Your instructions: In full and without alteration, return the records below.
────
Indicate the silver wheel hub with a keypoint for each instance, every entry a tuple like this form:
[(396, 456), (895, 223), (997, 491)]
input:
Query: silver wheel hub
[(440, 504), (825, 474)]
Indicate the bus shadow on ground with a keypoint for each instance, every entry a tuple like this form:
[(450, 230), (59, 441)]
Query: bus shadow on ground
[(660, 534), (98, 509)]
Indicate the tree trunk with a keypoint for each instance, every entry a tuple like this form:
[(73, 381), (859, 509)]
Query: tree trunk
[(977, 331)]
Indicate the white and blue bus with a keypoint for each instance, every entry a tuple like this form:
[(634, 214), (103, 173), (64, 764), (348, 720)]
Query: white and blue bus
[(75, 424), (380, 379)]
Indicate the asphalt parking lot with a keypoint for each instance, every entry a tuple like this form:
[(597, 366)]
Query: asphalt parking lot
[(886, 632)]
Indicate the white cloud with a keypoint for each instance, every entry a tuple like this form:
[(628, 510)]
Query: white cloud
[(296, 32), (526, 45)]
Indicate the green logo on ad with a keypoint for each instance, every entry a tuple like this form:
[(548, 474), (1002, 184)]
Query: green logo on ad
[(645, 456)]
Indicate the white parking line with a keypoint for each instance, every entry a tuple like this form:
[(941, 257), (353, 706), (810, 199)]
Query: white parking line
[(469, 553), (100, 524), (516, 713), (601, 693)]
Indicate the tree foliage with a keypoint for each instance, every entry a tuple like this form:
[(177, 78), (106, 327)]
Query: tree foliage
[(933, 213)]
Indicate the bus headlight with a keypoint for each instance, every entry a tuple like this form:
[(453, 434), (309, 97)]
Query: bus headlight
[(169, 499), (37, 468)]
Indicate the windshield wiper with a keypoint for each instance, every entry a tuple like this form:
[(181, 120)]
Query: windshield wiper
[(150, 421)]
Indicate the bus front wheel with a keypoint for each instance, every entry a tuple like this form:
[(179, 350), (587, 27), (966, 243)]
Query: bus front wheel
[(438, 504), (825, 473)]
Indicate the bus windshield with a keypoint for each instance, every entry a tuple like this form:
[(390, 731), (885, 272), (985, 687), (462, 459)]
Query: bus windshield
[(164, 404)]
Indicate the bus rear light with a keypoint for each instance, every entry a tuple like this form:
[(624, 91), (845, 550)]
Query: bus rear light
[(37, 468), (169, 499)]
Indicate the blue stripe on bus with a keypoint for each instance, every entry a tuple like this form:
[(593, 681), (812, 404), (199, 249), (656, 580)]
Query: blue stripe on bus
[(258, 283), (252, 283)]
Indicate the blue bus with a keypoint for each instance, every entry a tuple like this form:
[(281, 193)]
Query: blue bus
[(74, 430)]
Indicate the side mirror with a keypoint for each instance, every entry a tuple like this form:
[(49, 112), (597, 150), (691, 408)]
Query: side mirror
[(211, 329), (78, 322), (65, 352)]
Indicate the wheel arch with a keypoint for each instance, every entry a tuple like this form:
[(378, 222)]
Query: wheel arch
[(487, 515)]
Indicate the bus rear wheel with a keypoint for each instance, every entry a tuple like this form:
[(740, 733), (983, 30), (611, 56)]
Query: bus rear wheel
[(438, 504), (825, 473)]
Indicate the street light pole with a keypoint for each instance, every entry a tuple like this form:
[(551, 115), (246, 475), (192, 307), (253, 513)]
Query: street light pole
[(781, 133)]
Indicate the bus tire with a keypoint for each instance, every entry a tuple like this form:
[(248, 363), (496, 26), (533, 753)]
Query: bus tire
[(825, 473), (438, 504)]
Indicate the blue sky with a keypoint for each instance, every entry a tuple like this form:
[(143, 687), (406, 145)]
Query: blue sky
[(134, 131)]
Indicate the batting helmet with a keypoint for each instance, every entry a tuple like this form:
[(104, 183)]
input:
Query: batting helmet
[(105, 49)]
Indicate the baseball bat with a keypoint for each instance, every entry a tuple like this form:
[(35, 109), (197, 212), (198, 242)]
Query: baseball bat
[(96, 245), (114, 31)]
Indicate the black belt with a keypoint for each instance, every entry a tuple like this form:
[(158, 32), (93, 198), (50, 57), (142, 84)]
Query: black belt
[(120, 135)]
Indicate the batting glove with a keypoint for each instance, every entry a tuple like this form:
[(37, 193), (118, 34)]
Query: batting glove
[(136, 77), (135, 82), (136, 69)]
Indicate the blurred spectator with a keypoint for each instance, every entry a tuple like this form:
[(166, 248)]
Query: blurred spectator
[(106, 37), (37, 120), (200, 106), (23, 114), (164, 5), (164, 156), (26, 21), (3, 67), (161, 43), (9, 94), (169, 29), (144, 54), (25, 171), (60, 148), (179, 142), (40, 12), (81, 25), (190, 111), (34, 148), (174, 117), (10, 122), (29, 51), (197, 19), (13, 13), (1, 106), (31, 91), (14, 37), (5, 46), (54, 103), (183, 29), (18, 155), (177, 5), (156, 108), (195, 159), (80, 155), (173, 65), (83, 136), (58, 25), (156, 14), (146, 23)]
────
Response for this exercise:
Indicate the silver wheel hub with a keypoint for each instance, every entry a tuple like this form:
[(396, 456), (895, 223), (997, 491)]
input:
Query: silver wheel hub
[(440, 504), (825, 474)]
Indicate the bus shadow on ground with a keypoint for each instance, every entry a tuple like this form:
[(450, 230), (59, 441)]
Query: bus shadow on ground
[(660, 534), (98, 509)]
Indicate the tree trunk with a keypoint for each instance, every entry a tuple like this form:
[(73, 381), (859, 509)]
Query: tree trunk
[(977, 331)]
Indicate the white and blue bus with a keypoint for each instance, every entry a tuple like this form:
[(634, 214), (103, 173), (64, 764), (348, 720)]
Query: white and blue bus
[(75, 424), (380, 379)]
Indicate the asphalt parking lot with a keypoint for each instance, every entry a tuple like this form:
[(597, 366)]
Query: asphalt parking lot
[(886, 632)]
Indicate the white cloud with a keypoint for each instance, every entry a tuple like this form:
[(628, 510)]
Query: white cloud
[(296, 32), (526, 45)]
Indicate the green logo on ad with a keypoint for each instance, every entry a tuple like this form:
[(548, 474), (1002, 184)]
Query: green logo on ad
[(645, 456)]
Indicate the white parking line with a keypoint for each instance, every entry a tuple like this form:
[(941, 257), (353, 706), (810, 199)]
Query: white parking line
[(469, 553), (100, 524), (516, 713), (601, 693)]
Indicate the tree foliage with a keypoint for each instance, every entry a tuple like this form:
[(177, 78), (106, 327)]
Query: tree foliage
[(933, 213)]
Indicate the bus headlight with a keypoint for each instance, every entry a tuple like this form:
[(453, 434), (309, 97)]
Query: bus headlight
[(169, 499), (37, 468)]
Indicate the windshield wiper with a keypoint for each instance, every entry a tuple like this form:
[(181, 120)]
Query: windshield wiper
[(150, 421)]
Indicate the bus front wheel with a keypoint for each instance, every entry a tuple like this form:
[(179, 350), (587, 27), (966, 243)]
Query: bus front wheel
[(438, 504), (825, 473)]
Indicate the bus windshield with a keypoint for each instance, every entry a tuple like this form:
[(390, 731), (885, 272), (985, 687), (462, 459)]
Query: bus windshield
[(164, 404)]
Indicate the bus rear light with a keypoint for each instance, every entry a tuple like this form:
[(624, 91), (845, 550)]
Query: bus rear light
[(37, 468), (169, 499)]
Indicate the blue stripe on bus with a keypoint for each instance, every entry a tuple like this form:
[(593, 681), (812, 404), (199, 249), (656, 580)]
Query: blue stripe on bus
[(258, 283), (252, 283)]
Indicate the blue bus with a keypoint for each instance, every entry a tuple like this form:
[(281, 193)]
Query: blue bus
[(74, 430)]
Indicate the side mirror with a keypoint for each instance, every entry a tuple like this form:
[(49, 112), (597, 150), (691, 408)]
Query: side mirror
[(211, 329), (78, 322), (65, 352)]
Indicate the wheel arch with a keypoint for each instance, every entry a tuple like this form:
[(378, 222)]
Query: wheel arch
[(487, 515)]
Indicate the bus rear wheel with a keypoint for each instance, every entry a tuple like this form:
[(740, 733), (983, 30), (611, 56)]
Query: bus rear wheel
[(438, 504), (825, 473)]
Indicate the street light pole with a keypoint for each instance, every entry a tuple like this form:
[(551, 115), (246, 475), (192, 307), (253, 513)]
Query: street light pole
[(781, 133)]
Indicate the bus tire with a keypoint for each instance, every entry a tuple like this form:
[(248, 363), (496, 26), (533, 753)]
Query: bus tire
[(825, 473), (438, 504)]
Indicate the blue sky with a keypoint for each instance, every entry a tuple like this form:
[(143, 687), (406, 145)]
Query: blue sky
[(134, 131)]
Indicate the batting helmet with a keypoint for each instance, every entry a tuple like this form:
[(104, 183)]
input:
Query: batting helmet
[(105, 49)]
Indicate the baseball bat with a keypoint for each instance, every entry a tuple like this form:
[(35, 109), (197, 212), (198, 242)]
Query: baseball bat
[(96, 245), (114, 31)]
Indicate the black belt with a keypoint for each instance, every entry a tuple like this form:
[(158, 32), (93, 198), (50, 57), (142, 84)]
Query: black belt
[(120, 135)]
Indicate the batting glove with a keypoint for each instance, every entry a tuple like this form:
[(37, 193), (118, 34)]
Query: batting glove
[(136, 77), (135, 82), (136, 69)]
Indicate the blurred spectator with a keypoint for each instance, every entry a tuple like this form:
[(166, 248)]
Query: blurred spectator
[(106, 37), (37, 120), (200, 106), (23, 114), (164, 5), (164, 156), (26, 21), (3, 67), (161, 43), (9, 94), (169, 29), (144, 54), (25, 171), (60, 148), (179, 142), (40, 12), (81, 25), (190, 111), (34, 148), (174, 117), (10, 122), (29, 51), (197, 19), (13, 13), (1, 106), (31, 91), (14, 37), (5, 46), (54, 103), (183, 29), (18, 155), (177, 5), (156, 108), (195, 159), (80, 155), (173, 65), (83, 136), (58, 25), (156, 14), (146, 23)]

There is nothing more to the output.